Exercise description: Across the listing below, how many lines have the word "vase" in them? Provide only the number.

Source data:
◆ ◆ ◆ ◆
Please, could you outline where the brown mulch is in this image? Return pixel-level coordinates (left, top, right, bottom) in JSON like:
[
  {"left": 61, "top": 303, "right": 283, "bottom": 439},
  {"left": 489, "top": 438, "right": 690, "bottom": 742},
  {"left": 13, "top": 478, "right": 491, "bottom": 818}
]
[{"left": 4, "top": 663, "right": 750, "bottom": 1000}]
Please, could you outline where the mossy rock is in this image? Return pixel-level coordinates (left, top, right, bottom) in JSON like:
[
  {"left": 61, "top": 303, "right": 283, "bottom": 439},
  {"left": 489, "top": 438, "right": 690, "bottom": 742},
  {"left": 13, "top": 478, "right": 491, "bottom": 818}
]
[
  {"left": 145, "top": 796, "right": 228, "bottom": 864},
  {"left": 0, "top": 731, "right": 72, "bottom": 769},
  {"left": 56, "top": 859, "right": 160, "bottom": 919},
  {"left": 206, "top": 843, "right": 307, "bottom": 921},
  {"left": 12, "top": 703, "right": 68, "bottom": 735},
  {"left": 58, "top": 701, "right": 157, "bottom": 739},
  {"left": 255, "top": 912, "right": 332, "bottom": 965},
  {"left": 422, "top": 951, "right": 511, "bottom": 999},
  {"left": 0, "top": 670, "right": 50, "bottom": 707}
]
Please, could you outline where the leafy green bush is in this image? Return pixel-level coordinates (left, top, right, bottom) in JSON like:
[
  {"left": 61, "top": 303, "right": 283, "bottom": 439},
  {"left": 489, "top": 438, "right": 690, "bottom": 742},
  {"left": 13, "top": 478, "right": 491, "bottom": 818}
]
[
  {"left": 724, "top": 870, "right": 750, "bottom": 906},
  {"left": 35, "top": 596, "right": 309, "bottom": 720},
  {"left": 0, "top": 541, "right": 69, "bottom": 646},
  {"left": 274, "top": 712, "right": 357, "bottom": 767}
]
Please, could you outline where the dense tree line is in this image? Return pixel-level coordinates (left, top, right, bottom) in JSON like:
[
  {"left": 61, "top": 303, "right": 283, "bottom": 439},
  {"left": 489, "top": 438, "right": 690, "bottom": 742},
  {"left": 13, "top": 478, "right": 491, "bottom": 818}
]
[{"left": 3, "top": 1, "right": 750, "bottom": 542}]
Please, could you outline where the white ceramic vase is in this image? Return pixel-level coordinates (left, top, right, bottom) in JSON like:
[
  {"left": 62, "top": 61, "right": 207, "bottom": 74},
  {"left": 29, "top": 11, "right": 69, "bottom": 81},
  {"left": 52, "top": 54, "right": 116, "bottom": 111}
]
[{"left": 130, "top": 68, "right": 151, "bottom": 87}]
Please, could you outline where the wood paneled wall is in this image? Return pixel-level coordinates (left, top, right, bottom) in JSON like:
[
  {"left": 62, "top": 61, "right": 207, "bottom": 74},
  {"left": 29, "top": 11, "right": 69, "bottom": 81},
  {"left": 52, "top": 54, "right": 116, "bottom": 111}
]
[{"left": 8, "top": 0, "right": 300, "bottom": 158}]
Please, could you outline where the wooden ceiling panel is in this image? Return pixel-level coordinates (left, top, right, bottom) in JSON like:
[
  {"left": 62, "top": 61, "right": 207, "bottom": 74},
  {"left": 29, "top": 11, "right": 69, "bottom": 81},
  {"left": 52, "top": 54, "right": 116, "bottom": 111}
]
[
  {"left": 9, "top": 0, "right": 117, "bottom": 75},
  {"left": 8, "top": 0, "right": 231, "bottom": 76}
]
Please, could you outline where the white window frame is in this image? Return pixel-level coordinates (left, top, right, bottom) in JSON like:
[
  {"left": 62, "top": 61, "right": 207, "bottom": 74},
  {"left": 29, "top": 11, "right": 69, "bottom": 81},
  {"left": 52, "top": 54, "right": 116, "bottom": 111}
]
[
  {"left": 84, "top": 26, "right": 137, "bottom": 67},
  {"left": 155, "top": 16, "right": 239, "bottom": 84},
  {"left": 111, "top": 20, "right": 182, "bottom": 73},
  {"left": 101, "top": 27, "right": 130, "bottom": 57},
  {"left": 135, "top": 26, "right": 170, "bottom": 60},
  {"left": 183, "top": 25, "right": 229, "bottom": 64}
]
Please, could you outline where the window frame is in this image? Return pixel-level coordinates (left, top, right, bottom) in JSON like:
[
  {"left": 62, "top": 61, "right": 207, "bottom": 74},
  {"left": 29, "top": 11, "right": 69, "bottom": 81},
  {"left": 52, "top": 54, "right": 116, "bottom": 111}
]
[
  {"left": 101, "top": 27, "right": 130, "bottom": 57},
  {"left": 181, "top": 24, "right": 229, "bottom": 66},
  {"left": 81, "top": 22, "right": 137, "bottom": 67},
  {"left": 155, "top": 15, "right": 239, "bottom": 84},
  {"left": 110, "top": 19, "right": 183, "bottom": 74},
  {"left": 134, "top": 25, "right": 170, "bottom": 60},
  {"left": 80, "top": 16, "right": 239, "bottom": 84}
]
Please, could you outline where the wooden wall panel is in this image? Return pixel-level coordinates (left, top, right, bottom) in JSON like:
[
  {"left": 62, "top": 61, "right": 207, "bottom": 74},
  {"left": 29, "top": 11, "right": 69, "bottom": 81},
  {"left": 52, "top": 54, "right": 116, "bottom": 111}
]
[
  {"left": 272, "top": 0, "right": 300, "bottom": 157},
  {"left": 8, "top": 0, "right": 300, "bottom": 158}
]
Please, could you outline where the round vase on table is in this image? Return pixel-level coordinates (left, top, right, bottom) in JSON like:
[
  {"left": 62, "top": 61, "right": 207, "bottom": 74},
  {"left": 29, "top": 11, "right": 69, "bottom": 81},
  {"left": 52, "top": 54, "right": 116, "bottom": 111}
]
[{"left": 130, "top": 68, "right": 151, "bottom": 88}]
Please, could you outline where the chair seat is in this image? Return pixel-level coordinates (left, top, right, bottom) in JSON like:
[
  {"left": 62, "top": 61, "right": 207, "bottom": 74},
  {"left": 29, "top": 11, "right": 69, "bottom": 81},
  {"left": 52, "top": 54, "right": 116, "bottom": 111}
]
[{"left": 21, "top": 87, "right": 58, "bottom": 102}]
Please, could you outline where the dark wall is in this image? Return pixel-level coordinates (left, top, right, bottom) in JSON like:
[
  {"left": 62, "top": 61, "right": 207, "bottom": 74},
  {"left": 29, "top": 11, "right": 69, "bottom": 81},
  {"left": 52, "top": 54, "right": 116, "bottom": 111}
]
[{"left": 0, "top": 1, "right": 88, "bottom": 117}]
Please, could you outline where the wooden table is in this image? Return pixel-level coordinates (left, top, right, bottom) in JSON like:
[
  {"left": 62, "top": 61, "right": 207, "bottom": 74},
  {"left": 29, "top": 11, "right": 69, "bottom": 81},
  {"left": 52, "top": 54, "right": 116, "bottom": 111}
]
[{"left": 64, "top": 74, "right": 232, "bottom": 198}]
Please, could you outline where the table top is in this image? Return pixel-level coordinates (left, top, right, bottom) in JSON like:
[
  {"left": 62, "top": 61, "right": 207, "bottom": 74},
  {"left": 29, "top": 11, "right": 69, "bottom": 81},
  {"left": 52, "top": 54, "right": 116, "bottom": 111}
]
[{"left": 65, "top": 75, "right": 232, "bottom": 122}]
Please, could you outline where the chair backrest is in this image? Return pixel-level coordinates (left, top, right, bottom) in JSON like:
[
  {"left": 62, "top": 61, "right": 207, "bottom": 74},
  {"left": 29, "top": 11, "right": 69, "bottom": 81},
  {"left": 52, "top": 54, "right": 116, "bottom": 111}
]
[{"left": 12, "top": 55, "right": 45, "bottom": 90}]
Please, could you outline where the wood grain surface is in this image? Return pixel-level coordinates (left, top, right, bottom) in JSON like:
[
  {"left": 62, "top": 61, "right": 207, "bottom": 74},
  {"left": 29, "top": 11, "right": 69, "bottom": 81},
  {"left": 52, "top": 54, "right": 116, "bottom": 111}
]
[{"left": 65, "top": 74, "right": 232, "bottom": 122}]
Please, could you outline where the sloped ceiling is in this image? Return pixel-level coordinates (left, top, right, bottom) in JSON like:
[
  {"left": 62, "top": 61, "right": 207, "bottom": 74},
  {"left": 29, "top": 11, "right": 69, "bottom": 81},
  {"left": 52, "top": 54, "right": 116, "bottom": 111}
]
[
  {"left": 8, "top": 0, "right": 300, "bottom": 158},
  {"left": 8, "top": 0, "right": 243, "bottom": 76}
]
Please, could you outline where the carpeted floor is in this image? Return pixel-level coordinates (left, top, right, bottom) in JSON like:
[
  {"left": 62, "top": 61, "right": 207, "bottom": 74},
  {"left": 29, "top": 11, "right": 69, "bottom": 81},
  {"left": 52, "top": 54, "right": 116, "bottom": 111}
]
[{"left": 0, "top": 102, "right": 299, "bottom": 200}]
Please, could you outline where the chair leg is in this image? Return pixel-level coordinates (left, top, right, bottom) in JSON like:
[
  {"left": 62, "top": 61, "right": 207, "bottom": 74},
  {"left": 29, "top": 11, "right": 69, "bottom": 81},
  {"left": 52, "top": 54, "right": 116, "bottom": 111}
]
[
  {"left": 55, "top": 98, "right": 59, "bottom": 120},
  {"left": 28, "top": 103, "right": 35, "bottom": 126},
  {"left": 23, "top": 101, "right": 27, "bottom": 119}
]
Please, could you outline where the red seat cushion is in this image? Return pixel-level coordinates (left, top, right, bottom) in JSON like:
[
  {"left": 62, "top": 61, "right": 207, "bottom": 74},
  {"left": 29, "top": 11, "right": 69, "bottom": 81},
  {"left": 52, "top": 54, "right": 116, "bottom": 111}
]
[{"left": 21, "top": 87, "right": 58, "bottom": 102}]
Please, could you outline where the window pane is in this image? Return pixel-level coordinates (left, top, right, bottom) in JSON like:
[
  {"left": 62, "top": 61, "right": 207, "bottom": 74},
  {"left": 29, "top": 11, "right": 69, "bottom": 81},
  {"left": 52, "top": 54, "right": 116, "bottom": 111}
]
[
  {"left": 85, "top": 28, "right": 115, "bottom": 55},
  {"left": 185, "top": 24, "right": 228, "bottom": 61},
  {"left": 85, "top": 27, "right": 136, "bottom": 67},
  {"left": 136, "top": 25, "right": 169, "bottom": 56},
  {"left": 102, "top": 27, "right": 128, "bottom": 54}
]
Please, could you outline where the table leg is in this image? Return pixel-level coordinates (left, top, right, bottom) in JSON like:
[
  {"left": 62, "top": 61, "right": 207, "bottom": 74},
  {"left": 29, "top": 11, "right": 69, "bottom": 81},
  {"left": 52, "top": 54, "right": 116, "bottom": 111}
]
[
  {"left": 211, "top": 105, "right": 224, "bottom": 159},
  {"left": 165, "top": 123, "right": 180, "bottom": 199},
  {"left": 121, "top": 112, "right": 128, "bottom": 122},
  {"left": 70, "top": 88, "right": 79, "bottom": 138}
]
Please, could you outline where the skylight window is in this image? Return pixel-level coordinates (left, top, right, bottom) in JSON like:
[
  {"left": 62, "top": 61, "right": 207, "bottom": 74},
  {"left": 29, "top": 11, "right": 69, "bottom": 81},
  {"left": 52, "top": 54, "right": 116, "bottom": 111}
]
◆ ◆ ◆ ◆
Solved problem: 2